• Text extract

** Start **

Add/Drop means: You can change the courses you are registered for by adding or dropping one or more courses. This is done through a formal procedure in which you fill out and sign an ADD/DROP form. Bear in mind that the add/drop period has an end date. You should be aware of the beginning and end dates of the add/drop period each semester.
- Withdrawal means leaving a class after the Add/Drop Dealine. Withdrawing from a course results in a grade of “W”, which carries no academic weight or judgment, but can impact Financial Aid status. Please speak to an advisor before withdrawing from a course.
What is Academic Amnesty and who can get that?

** End **

• Required task
Using the text on adding, dropping, and withdrawing from courses, answer these questions:
1. What form must be filled out and signed to change course registration?
2. What grade does withdrawing from a course result in?
3. Who should be consulted before withdrawing from a course?
Answer using only the text about adding, dropping, and withdrawing from courses.

• Extracted material
** Start **

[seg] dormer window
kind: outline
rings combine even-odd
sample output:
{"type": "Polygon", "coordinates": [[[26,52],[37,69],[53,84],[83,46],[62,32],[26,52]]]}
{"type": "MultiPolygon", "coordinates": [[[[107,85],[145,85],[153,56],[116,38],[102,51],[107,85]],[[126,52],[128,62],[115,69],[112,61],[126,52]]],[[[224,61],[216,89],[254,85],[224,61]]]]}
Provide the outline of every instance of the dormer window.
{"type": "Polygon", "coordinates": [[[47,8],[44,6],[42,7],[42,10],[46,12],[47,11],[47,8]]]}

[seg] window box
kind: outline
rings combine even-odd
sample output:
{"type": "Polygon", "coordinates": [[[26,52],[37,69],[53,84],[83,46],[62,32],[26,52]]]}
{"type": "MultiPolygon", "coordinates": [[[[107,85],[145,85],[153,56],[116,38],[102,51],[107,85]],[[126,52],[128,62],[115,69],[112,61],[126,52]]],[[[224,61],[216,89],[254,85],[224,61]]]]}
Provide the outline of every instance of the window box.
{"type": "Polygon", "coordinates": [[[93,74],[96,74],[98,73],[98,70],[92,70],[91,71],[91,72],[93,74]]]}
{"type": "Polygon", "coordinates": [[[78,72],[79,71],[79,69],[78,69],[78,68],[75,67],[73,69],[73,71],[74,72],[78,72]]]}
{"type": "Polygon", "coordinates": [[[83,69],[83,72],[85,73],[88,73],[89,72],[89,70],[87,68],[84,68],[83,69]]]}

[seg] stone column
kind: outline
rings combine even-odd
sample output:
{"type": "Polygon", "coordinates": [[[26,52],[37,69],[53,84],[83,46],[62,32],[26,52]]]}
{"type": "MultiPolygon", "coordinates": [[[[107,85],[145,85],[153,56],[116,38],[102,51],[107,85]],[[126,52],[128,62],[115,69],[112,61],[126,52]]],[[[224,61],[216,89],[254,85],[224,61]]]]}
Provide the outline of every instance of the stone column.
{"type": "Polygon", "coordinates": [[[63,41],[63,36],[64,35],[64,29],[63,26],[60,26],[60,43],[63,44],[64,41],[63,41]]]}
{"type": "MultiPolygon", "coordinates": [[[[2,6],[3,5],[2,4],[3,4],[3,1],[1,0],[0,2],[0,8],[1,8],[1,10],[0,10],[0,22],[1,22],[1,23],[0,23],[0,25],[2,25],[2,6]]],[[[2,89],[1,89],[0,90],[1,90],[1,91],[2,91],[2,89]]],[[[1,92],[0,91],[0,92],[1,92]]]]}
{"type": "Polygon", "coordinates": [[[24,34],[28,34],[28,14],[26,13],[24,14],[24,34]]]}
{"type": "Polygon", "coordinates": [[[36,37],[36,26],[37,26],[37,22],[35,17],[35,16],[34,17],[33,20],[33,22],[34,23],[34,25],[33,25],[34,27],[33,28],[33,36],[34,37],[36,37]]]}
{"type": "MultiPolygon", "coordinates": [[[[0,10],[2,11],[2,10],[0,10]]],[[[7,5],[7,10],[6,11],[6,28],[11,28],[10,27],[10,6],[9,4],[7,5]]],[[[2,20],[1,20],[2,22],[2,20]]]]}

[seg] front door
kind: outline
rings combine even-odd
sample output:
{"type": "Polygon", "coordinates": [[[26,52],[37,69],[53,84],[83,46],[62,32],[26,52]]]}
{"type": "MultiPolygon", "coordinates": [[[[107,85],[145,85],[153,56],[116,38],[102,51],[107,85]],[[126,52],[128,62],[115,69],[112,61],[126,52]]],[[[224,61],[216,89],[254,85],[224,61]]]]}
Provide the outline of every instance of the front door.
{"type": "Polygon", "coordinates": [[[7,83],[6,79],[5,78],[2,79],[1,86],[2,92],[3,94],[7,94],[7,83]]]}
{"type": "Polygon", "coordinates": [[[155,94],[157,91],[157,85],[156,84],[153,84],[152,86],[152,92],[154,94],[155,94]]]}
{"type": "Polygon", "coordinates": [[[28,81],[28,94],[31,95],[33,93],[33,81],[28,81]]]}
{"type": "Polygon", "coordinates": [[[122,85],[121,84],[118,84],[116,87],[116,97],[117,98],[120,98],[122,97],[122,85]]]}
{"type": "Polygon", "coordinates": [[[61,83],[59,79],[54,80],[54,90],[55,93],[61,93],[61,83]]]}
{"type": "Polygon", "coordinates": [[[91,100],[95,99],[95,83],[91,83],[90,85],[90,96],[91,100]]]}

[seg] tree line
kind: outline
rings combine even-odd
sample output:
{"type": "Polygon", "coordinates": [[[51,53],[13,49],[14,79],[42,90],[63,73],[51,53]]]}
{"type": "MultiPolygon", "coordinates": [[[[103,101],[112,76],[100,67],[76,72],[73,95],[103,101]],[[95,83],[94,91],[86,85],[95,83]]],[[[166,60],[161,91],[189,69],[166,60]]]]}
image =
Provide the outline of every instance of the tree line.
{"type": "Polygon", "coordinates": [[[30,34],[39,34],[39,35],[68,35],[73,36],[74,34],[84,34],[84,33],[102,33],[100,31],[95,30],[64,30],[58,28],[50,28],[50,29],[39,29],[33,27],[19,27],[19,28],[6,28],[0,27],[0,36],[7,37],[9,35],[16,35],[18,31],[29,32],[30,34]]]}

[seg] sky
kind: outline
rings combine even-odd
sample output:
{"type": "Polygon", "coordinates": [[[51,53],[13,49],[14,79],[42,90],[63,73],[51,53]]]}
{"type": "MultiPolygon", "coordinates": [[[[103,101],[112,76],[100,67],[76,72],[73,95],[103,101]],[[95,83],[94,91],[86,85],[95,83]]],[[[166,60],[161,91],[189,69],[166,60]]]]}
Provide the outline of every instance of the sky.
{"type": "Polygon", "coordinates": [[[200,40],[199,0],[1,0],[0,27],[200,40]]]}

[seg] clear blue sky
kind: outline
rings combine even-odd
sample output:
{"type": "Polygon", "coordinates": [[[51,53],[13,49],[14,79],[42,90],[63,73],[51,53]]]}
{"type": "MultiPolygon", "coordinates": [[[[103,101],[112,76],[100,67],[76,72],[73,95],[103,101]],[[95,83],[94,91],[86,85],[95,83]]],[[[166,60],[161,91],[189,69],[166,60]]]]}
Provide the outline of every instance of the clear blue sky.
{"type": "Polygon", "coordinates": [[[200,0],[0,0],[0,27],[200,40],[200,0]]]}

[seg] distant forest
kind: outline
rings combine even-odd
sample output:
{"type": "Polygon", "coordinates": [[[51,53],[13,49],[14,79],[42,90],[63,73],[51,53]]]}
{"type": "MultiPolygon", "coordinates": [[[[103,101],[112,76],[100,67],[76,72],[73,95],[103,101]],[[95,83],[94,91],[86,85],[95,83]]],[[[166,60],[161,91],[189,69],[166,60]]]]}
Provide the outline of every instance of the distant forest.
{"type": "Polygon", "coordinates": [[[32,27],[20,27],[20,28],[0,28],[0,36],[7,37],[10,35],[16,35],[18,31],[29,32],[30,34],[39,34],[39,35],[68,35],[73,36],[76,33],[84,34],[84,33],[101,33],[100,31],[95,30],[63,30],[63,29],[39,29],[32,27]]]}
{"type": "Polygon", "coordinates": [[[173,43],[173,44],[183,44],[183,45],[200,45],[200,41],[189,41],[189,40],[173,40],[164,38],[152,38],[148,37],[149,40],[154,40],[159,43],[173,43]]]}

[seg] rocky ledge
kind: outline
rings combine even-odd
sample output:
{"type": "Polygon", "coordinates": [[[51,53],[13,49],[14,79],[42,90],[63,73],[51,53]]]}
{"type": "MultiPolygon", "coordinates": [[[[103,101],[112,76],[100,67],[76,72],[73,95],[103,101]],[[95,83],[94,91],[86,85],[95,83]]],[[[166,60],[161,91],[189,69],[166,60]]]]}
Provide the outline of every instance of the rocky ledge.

** End **

• Response
1. An ADD/DROP form.
2. A grade of "W".
3. An advisor.